== Task ==
Would you please set down the lines of the data from the one containing "Exam Question 7: Identify the green vegetation" to the final line, exactly and only those?

BEGIN Supplied material

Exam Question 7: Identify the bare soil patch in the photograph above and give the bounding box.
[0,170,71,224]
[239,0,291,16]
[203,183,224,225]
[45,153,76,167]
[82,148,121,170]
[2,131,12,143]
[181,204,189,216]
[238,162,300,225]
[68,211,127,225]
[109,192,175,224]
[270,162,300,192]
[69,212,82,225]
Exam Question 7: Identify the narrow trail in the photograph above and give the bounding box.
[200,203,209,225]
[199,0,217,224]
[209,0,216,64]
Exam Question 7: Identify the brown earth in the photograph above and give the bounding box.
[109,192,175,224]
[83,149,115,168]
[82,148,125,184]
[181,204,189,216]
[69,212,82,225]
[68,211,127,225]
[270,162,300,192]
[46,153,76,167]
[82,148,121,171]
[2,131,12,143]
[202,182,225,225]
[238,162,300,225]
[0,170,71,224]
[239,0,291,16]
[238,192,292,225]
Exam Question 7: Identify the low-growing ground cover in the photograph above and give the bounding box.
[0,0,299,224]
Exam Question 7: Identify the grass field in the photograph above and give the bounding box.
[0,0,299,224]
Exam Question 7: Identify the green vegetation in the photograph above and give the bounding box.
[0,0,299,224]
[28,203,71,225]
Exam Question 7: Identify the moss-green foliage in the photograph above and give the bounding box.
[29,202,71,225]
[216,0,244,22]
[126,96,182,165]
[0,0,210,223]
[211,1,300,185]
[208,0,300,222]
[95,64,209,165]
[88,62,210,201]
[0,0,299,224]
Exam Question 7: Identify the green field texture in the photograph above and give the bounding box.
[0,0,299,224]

END Supplied material

== Response to the task ==
Exam Question 7: Identify the green vegetation in the photograph above and give the bounding box.
[0,0,299,224]
[28,203,71,225]
Exam Question 7: Identify the moss-green foliage in the photograph above and give the bounding box.
[29,202,71,225]
[216,0,244,22]
[126,96,182,165]
[0,0,210,223]
[211,1,300,185]
[208,0,300,222]
[95,64,209,165]
[88,62,210,201]
[0,0,299,224]
Exam Question 7: Identify the green field texture in the photograph above and give the bounding box.
[0,0,299,224]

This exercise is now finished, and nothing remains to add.